Pull every line containing "stone" from the listing.

------------

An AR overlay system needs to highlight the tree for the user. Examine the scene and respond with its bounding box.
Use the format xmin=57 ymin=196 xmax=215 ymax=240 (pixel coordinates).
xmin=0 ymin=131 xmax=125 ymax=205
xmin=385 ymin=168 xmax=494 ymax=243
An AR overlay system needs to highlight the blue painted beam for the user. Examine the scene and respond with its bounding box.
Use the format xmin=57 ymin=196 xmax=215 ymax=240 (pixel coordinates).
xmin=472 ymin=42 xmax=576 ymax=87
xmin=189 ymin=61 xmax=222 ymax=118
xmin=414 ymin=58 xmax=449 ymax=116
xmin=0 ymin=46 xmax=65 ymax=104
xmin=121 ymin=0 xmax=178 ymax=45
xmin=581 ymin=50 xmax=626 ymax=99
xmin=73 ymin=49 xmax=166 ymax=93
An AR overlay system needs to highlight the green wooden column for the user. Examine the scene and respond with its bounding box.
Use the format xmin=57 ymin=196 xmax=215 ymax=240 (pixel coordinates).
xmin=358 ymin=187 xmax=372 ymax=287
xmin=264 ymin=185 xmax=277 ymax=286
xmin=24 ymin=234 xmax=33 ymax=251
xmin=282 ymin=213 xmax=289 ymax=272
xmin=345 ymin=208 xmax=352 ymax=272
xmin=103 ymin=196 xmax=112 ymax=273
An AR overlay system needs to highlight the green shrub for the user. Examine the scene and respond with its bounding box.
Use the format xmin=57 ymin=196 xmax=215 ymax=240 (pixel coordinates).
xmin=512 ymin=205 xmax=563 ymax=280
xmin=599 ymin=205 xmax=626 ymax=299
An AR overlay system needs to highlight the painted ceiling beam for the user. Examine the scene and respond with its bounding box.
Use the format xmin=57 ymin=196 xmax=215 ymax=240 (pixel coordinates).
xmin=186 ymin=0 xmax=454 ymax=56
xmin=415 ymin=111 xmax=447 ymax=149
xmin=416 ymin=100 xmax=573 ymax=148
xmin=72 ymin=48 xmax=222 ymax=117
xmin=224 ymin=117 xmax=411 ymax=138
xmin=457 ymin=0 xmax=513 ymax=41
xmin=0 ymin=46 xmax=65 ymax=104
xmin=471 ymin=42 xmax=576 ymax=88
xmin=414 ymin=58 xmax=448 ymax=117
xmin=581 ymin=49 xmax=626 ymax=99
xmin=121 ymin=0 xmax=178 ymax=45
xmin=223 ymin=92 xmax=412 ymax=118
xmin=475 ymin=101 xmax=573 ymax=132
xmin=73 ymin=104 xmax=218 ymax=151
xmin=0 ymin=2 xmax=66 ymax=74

------------

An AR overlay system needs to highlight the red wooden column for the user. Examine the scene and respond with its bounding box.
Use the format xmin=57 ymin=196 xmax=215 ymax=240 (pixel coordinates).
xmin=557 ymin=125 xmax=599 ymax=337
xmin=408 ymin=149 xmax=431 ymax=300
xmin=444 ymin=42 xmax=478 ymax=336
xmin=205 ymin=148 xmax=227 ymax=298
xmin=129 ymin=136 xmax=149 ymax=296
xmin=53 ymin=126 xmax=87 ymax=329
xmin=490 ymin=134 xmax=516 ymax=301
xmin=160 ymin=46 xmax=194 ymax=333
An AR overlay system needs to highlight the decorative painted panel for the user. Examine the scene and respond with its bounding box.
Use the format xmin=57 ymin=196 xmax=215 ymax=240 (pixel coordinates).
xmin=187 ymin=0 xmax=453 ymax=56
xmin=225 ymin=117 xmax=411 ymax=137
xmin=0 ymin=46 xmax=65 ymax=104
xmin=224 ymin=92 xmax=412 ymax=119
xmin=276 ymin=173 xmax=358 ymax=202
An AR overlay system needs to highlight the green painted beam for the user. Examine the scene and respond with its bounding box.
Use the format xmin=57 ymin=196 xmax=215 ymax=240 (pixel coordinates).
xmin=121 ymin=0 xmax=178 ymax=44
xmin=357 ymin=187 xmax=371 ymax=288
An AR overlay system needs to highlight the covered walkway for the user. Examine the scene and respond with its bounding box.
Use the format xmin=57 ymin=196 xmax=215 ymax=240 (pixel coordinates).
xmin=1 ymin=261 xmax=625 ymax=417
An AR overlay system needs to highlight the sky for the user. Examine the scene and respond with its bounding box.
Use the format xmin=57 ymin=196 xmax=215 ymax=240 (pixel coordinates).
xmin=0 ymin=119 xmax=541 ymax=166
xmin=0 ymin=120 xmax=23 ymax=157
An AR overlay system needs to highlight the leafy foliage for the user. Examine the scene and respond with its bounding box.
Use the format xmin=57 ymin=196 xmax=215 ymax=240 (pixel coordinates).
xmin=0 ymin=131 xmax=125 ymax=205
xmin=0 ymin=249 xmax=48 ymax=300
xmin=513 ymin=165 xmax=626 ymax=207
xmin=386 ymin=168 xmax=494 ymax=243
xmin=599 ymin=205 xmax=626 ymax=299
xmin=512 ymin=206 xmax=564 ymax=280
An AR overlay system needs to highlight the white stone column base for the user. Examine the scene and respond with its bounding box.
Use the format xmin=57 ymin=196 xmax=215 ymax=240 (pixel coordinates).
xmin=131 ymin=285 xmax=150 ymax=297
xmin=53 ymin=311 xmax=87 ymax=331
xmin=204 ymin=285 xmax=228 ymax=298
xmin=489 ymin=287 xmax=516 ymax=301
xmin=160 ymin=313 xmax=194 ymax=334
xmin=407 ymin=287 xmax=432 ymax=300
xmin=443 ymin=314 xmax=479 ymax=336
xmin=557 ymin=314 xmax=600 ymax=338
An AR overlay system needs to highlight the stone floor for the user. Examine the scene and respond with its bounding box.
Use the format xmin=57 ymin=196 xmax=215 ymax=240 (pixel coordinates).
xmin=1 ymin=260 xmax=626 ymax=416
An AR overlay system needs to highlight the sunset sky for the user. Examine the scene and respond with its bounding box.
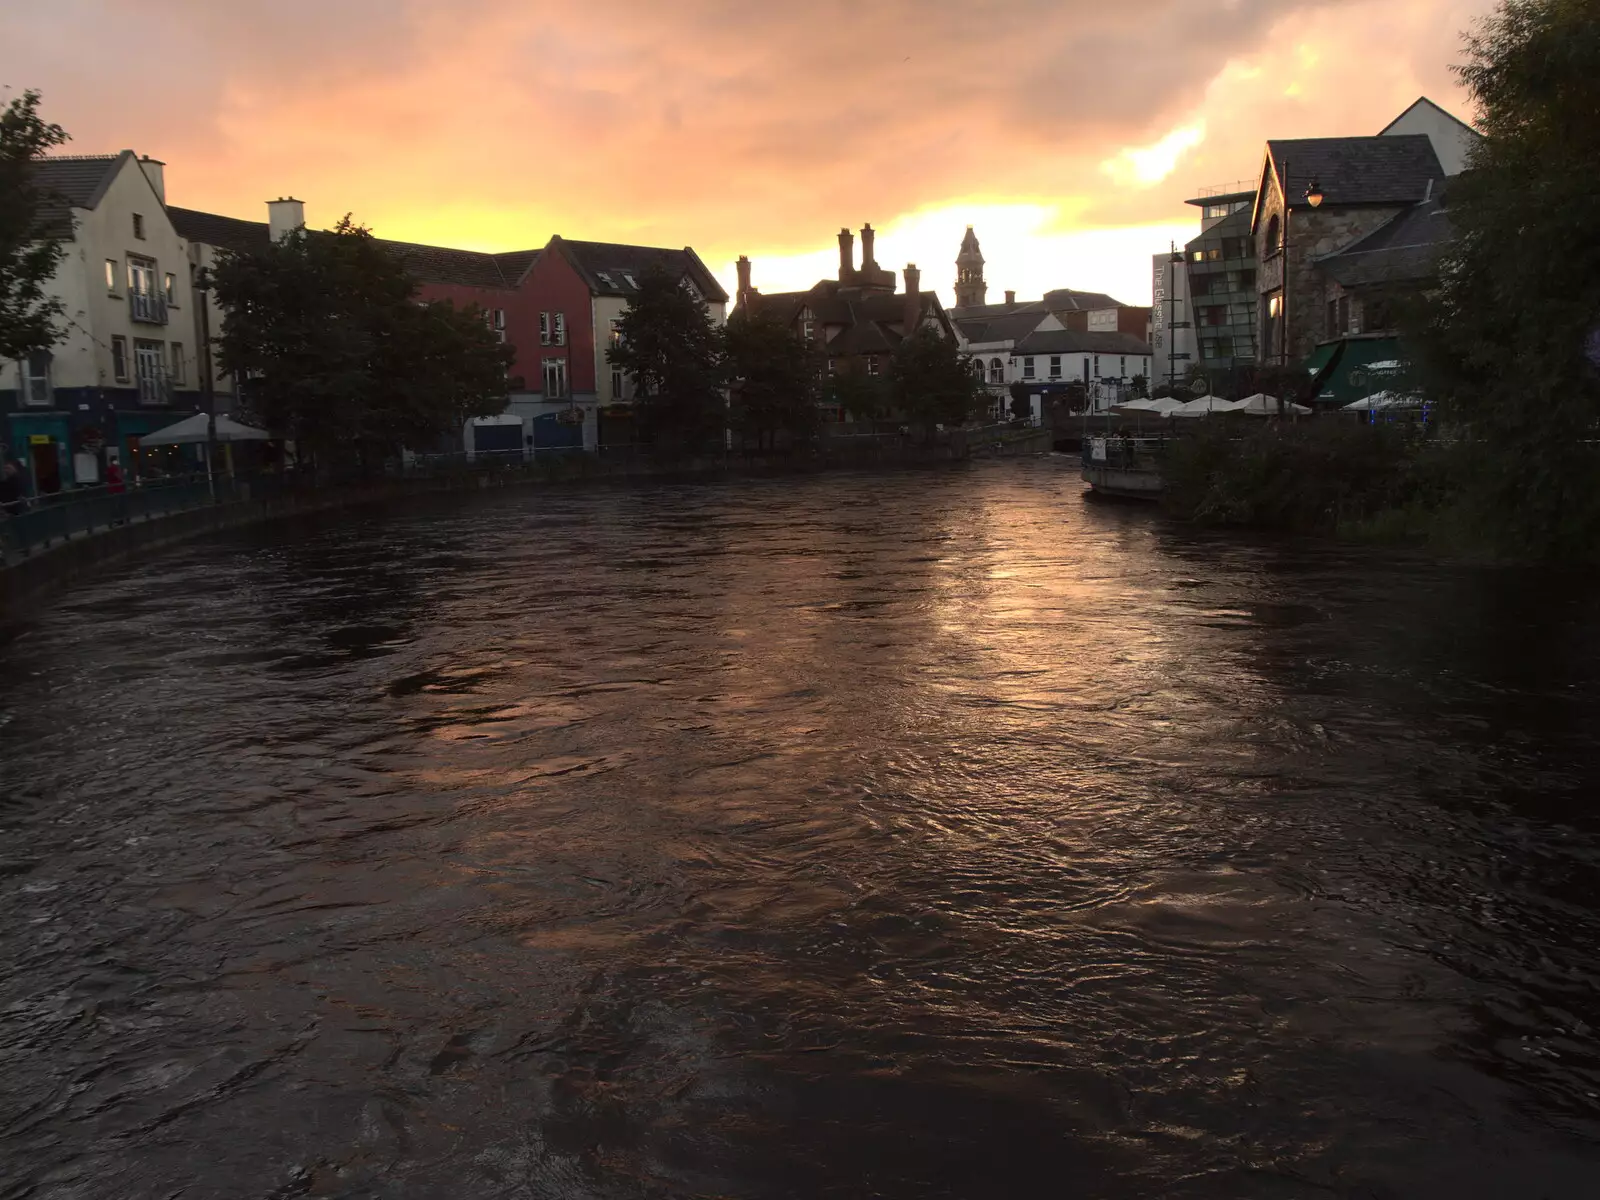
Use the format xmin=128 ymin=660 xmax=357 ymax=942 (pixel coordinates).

------------

Solution to the problem:
An AR overlay system needs to highlight the white stone column base for the user. Examine the scene and respond with its bounding box.
An AR overlay system needs to highlight the stone floor for the user. Examine the scene and respond with its bounding box.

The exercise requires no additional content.